*Problem requirements*.
Starting with the line containing "--target lifted pickup truck" and going on through the line containing "M 200 243 L", arrange those lines as a Markdown table with the columns No. and Text. Number each line and leave out any blank lines.

*Data for this task*.
• • • • • • •
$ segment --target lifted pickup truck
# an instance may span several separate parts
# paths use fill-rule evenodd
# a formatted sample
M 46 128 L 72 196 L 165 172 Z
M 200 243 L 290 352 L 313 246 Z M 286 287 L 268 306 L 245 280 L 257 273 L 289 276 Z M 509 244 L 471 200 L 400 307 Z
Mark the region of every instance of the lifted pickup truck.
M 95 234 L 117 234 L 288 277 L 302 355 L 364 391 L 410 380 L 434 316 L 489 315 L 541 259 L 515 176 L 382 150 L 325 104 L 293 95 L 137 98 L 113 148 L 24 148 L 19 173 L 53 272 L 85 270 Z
• • • • • • •
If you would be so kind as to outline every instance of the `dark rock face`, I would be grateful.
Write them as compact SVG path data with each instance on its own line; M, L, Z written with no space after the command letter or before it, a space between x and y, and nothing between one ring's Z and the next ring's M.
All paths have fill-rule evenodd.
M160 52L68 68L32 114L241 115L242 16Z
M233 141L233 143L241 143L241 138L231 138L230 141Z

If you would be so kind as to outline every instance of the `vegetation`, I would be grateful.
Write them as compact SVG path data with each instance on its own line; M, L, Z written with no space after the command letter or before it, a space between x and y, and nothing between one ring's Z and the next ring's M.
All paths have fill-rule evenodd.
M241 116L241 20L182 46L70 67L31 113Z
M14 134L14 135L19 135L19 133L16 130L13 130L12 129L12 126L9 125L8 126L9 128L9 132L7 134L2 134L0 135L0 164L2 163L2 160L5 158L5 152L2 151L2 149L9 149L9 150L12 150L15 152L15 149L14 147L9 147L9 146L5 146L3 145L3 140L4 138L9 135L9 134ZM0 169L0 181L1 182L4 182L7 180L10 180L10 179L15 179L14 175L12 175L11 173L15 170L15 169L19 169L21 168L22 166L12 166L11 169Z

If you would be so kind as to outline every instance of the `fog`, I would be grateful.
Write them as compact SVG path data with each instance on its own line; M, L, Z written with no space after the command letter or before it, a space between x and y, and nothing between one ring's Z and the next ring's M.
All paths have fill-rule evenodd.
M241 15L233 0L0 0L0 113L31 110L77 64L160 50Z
• • • • • • •
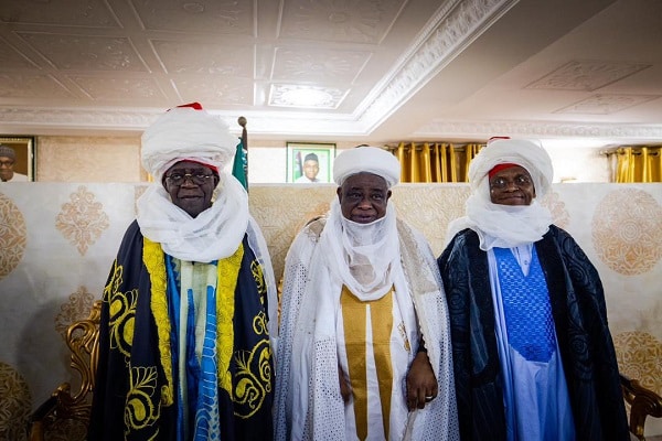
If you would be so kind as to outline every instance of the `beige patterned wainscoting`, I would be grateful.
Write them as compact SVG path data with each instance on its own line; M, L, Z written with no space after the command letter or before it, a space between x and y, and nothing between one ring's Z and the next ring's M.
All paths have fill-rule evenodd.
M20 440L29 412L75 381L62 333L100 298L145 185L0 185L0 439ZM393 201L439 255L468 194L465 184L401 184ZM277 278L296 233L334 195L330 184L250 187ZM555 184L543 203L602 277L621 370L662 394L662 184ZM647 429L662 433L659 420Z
• • • • • • •
*Task solution*.
| No. | Text |
|---|---|
| 1 | $ segment --target lifted pickup truck |
| 2 | # an instance may span several separate parts |
| 3 | # paths use fill-rule evenodd |
| 4 | # a formatted sample |
| 5 | M 46 128 L 72 196 L 165 172 Z |
| 6 | M 200 243 L 290 352 L 313 246 Z M 286 287 L 268 306 L 245 280 L 257 273 L 289 276 Z M 509 244 L 471 200 L 400 307 Z |